● **TASK DATA**:
........

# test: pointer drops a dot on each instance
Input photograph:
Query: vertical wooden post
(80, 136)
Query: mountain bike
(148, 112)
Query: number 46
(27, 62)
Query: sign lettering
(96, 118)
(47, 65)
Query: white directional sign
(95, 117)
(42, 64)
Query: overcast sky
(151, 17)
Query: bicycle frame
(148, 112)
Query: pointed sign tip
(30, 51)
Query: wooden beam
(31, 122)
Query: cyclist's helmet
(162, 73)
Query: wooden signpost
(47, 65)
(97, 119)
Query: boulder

........

Format every line of the items above as a numbered list, omitting any blank lines.

1. # test: pointer drops a dot on each instance
2. Input photograph:
3. Query: vertical wooden post
4. (80, 136)
5. Query: mountain bike
6. (148, 112)
7. Query: number 46
8. (27, 62)
9. Query: sign lettering
10. (96, 118)
11. (47, 65)
12. Query: white directional sign
13. (95, 117)
14. (42, 64)
15. Query: overcast sky
16. (151, 17)
17. Query: bicycle frame
18. (148, 112)
19. Query: pointed sign tip
20. (30, 51)
21. Query: wooden beam
22. (31, 122)
23. Query: cyclist's helmet
24. (162, 73)
25. Query: wooden signpost
26. (47, 65)
27. (97, 119)
28. Query: boulder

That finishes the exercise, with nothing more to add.